Contre l’hégémonie US:  un bloc latino-américain et caribéen

Contre l’hégémonie US:  un bloc latino-américain et caribéen



Réunis à Cancun, au
Mexique les 22 et 23 février derniers, tous les
représentant-e-s des Etats latino-américains et
caribéens, sauf du Honduras, ont formellement donné
naissance à la Communauté des Etats
latino-américains et caribéens. Cet organisme, une sorte
de nouvelle Organisation des Etats Américains (OEA), mais sans
les Etats-Unis et le Canada, marque un pas supplémentaire dans
la prise de distance de l’Amérique Latine par rapport
à la superpuissance du Nord. En guise d’éclairage,
nous publions un article de Raul Zibechi, militant, journaliste et
auteur Uruguayen paru dans le quotidien mexicain La Jornada.

La création de la Communauté des Etats
latino-américains et caribéens s’inscrit dans le
virage mondial et continental, caractérisé par le
déclin de l’hégémonie étatsunienne et
l’ascension d’une série de blocs régionaux
qui donnent forme à un nouvel équilibre global. La
création de cet organisme, sans la présence du Canada et
des Etats–Unis, était en gestation depuis un certain
temps, mais commence à prendre forme après le fiasco
notable de l’Organisation des Etats Américains (OEA) dans
la résolution de la crise provoquée par le coup
d’Etat au Honduras, pays qui pour le moment  ne fait pas
partie de l’organisme en gestation.

Un processus d’autonomisation

La décision, préparée durant les deux
dernières années et impulsée par le
président Lula, complète un long processus
d’autonomisation de la région par rapport à la
super puissance.

    Jetons un regard en arrière pour observer le
profond changement qui s’est produit dans la région.
Depuis sa création en 1948, l’OEA a répondu aux
intérêts de Washington. Quand Cuba en a été
expulsé en 1962, aucun pays n’a voté contre pour
éviter des problèmes avec les Etats-Unis, même si
six d’entre eux se sont abstenus, parmi lesquels
l’Argentine, le Brésil et le Mexique. En 1983, la
création du Groupe de Contadora (Colombie, Mexique, Panama, et
Venezuela) pour trouver une issue aux guerres civiles
d’Amérique Centrale, représente la première
tentative pour doter la région d’une voix qui se distancie
du cœur imposé par la Maison Blanche et le Pentagone. […]

    En 1990, le Groupe de Rio s’est
substitué à celui de Contadora (convertit en groupe des
huit), avec l’incorporation des pays sud–américains
qui ne l’intégraient pas jusqu’alors, plus la
communauté des Caraïbes et les pays d’Amérique
Centrale. En 2008 il acquit sa physionomie actuelle avec
l’incorporation de la Guyane, Haïti et Cuba, et en 2010 lors
de la célébration de sa
vingt–et–unième réunion, le sommet de
l’Unité de la Rivera Maya, fut franchi le pas
définitif en donnant naissance à la nouvelle
Communauté des Etats. Ce sont deux décennies et demi
d’une lente construction qui couronne un processus initié
quand l’offensive impériale contre le Nicaragua, le
Salvador et le Guatemala paraissait omnipotente, qui aboutit, au moment
où une nouvelle conjoncture est apparue.

----------------

● Exercice proposé a: Recopiez tout le passage de l'extrait sur la Communauté des États latino-américains et caribéens, depuis « Réunis à Cancun, au » jusqu'à « mexicain La Jornada. ».

● Lignes de données:
----------------

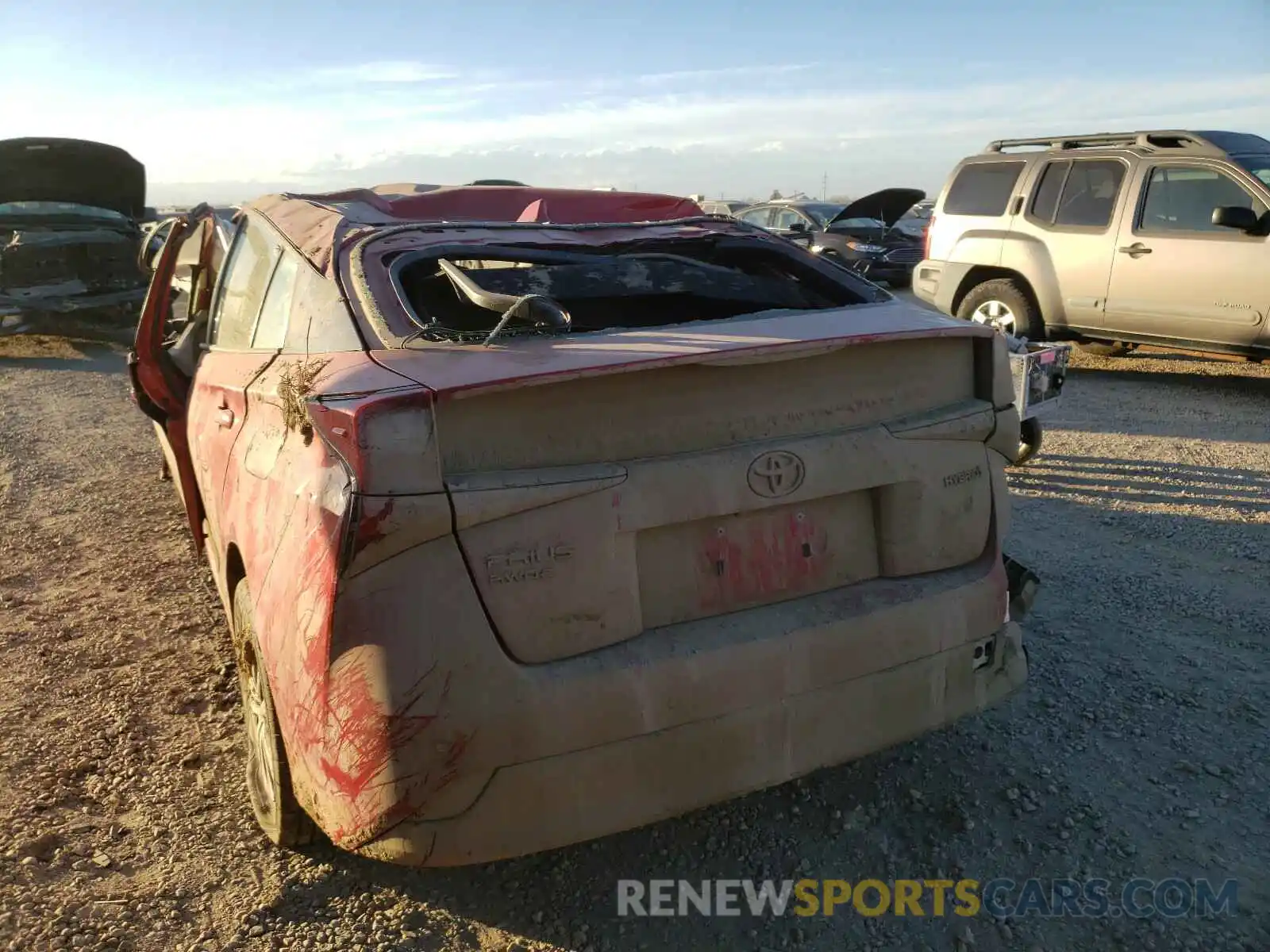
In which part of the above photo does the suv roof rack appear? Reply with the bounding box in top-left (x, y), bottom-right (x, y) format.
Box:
top-left (983, 129), bottom-right (1224, 155)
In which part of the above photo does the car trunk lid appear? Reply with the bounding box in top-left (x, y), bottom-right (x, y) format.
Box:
top-left (377, 303), bottom-right (995, 662)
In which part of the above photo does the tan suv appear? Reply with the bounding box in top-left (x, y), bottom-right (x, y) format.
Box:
top-left (913, 131), bottom-right (1270, 359)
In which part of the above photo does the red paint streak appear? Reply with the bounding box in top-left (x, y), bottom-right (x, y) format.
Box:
top-left (321, 662), bottom-right (449, 801)
top-left (698, 512), bottom-right (828, 611)
top-left (353, 499), bottom-right (396, 552)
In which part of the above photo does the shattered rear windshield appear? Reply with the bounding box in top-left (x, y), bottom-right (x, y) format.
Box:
top-left (0, 202), bottom-right (129, 221)
top-left (396, 236), bottom-right (874, 343)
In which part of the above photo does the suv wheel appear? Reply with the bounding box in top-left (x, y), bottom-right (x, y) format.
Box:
top-left (956, 278), bottom-right (1045, 340)
top-left (233, 580), bottom-right (315, 846)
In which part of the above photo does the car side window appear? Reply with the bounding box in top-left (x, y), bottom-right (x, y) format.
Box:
top-left (282, 262), bottom-right (364, 354)
top-left (1054, 159), bottom-right (1126, 228)
top-left (1030, 159), bottom-right (1126, 228)
top-left (1138, 165), bottom-right (1266, 237)
top-left (944, 161), bottom-right (1026, 217)
top-left (772, 208), bottom-right (806, 231)
top-left (252, 251), bottom-right (300, 351)
top-left (208, 218), bottom-right (281, 351)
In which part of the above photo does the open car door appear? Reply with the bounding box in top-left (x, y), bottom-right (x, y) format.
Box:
top-left (129, 205), bottom-right (226, 551)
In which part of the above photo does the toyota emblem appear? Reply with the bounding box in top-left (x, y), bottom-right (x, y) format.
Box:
top-left (745, 449), bottom-right (806, 499)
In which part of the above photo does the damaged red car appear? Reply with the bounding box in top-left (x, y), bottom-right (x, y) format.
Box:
top-left (129, 186), bottom-right (1027, 866)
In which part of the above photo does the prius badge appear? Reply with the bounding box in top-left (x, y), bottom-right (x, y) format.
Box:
top-left (745, 449), bottom-right (806, 499)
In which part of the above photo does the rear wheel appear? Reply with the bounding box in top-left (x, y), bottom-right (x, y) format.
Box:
top-left (956, 278), bottom-right (1045, 340)
top-left (233, 579), bottom-right (316, 846)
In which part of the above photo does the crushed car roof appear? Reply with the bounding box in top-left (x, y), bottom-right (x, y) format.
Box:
top-left (243, 182), bottom-right (703, 273)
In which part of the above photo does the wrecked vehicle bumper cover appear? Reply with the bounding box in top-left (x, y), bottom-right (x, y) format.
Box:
top-left (314, 539), bottom-right (1027, 866)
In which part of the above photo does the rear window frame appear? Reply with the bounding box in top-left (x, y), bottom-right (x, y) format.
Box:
top-left (938, 157), bottom-right (1030, 218)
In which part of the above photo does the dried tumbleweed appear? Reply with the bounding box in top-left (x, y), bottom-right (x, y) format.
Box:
top-left (278, 359), bottom-right (330, 442)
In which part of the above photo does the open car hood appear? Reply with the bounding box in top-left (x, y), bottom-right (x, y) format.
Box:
top-left (0, 138), bottom-right (146, 221)
top-left (824, 188), bottom-right (926, 228)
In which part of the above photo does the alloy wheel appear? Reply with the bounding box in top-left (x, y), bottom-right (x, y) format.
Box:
top-left (970, 298), bottom-right (1018, 335)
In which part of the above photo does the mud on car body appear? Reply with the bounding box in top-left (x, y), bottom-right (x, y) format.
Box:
top-left (129, 186), bottom-right (1026, 866)
top-left (0, 138), bottom-right (148, 334)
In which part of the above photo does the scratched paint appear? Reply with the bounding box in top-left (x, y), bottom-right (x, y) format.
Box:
top-left (697, 512), bottom-right (828, 611)
top-left (353, 497), bottom-right (395, 554)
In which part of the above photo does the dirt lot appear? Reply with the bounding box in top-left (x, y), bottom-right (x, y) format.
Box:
top-left (0, 340), bottom-right (1270, 952)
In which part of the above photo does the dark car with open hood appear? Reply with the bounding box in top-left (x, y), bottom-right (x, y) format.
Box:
top-left (0, 138), bottom-right (150, 334)
top-left (810, 188), bottom-right (926, 288)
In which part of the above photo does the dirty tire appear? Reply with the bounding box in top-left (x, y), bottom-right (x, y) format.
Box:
top-left (1076, 340), bottom-right (1133, 357)
top-left (233, 579), bottom-right (316, 846)
top-left (1014, 417), bottom-right (1041, 466)
top-left (956, 278), bottom-right (1045, 340)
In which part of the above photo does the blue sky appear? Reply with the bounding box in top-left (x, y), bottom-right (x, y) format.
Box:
top-left (0, 0), bottom-right (1270, 202)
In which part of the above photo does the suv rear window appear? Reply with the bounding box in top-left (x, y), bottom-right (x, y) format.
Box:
top-left (944, 163), bottom-right (1026, 214)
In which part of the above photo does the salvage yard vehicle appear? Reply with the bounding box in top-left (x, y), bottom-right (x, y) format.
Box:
top-left (810, 188), bottom-right (926, 288)
top-left (732, 198), bottom-right (845, 245)
top-left (129, 186), bottom-right (1033, 866)
top-left (0, 138), bottom-right (148, 334)
top-left (913, 129), bottom-right (1270, 360)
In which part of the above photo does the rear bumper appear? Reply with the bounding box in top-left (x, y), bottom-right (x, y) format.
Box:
top-left (325, 533), bottom-right (1027, 866)
top-left (358, 622), bottom-right (1027, 866)
top-left (913, 259), bottom-right (972, 315)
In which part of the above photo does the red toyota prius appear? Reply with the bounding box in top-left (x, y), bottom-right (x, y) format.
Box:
top-left (129, 186), bottom-right (1027, 866)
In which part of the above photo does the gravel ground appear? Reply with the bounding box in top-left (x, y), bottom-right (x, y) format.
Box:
top-left (0, 339), bottom-right (1270, 952)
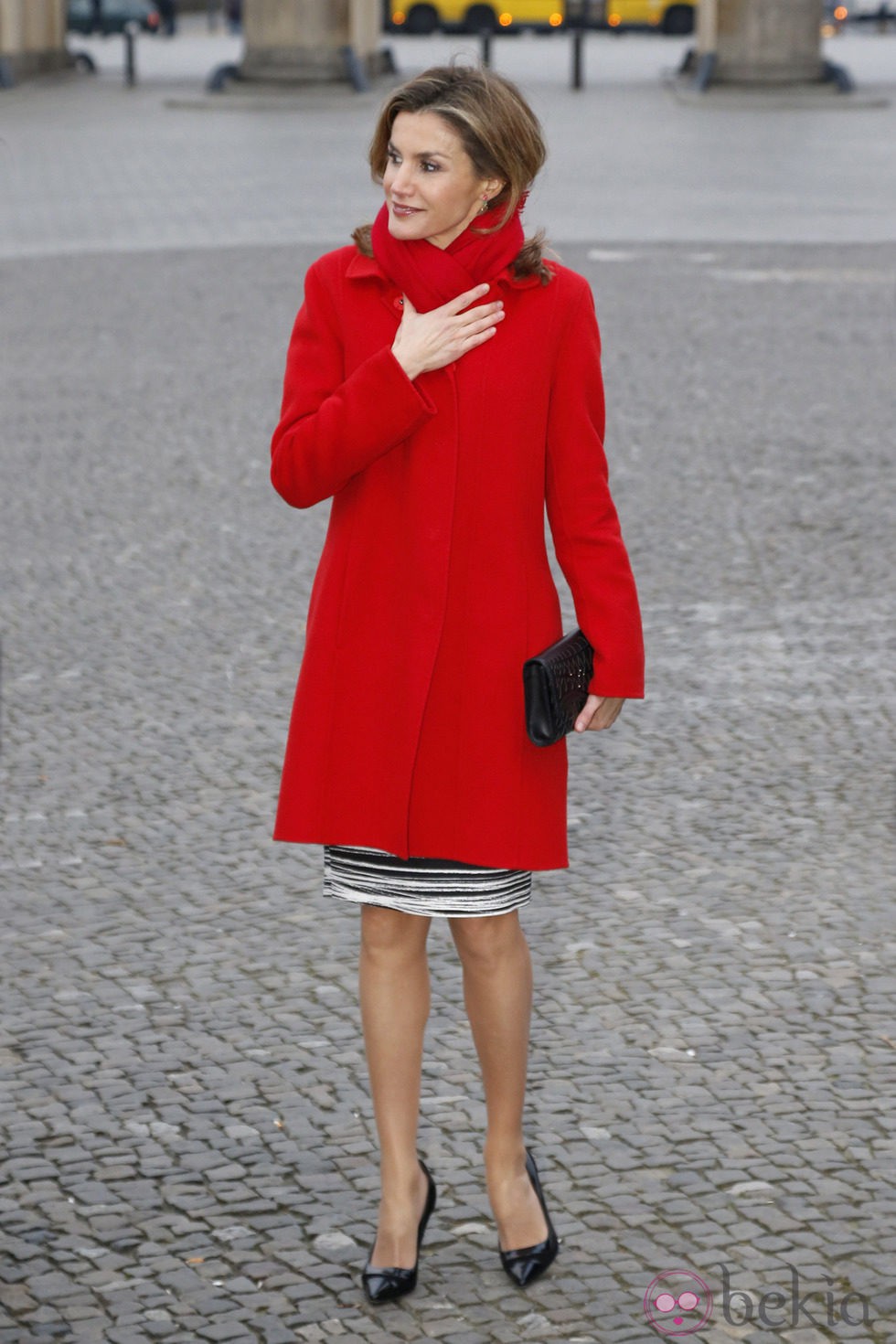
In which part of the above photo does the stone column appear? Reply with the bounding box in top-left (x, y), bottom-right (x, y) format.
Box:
top-left (0, 0), bottom-right (71, 80)
top-left (698, 0), bottom-right (825, 85)
top-left (240, 0), bottom-right (384, 83)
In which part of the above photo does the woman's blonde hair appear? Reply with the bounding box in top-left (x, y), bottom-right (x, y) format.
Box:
top-left (352, 65), bottom-right (550, 285)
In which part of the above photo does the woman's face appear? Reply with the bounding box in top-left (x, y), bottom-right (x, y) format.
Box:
top-left (383, 112), bottom-right (501, 247)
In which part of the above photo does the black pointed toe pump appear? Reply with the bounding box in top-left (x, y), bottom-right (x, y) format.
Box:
top-left (361, 1157), bottom-right (435, 1304)
top-left (498, 1147), bottom-right (560, 1287)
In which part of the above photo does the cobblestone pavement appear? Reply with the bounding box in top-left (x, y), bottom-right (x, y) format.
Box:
top-left (0, 18), bottom-right (896, 1344)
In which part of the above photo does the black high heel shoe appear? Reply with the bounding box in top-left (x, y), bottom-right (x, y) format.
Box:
top-left (361, 1157), bottom-right (435, 1304)
top-left (498, 1147), bottom-right (560, 1287)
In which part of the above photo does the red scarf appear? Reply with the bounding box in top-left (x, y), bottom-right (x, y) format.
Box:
top-left (371, 192), bottom-right (528, 314)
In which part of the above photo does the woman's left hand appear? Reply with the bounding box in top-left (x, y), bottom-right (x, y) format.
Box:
top-left (575, 695), bottom-right (624, 732)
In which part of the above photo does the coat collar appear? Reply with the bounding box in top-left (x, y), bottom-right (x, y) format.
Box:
top-left (346, 249), bottom-right (549, 289)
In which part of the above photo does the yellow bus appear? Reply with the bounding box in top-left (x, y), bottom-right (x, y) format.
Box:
top-left (384, 0), bottom-right (698, 34)
top-left (386, 0), bottom-right (566, 32)
top-left (603, 0), bottom-right (698, 37)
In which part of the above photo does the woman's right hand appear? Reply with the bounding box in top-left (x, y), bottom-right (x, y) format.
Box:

----------------

● Exercice proposé b: Relevez chacune des lignes ci-dessus qui contient la chaîne « prius ». Tenez compte des majuscules et des minuscules.

● Corrigé détaillé a:
Réunis à Cancun, au
Mexique les 22 et 23 février derniers, tous les
représentant-e-s des Etats latino-américains et
caribéens, sauf du Honduras, ont formellement donné
naissance à la Communauté des Etats
latino-américains et caribéens. Cet organisme, une sorte
de nouvelle Organisation des Etats Américains (OEA), mais sans
les Etats-Unis et le Canada, marque un pas supplémentaire dans
la prise de distance de l’Amérique Latine par rapport
à la superpuissance du Nord. En guise d’éclairage,
nous publions un article de Raul Zibechi, militant, journaliste et
auteur Uruguayen paru dans le quotidien mexicain La Jornada.

● Corrigé détaillé b:
In which part of the above photo does the prius badge appear? Reply with the bounding box in top-left (x, y), bottom-right (x, y) format.
In which part of the above photo does the red toyota prius appear? Reply with the bounding box in top-left (x, y), bottom-right (x, y) format.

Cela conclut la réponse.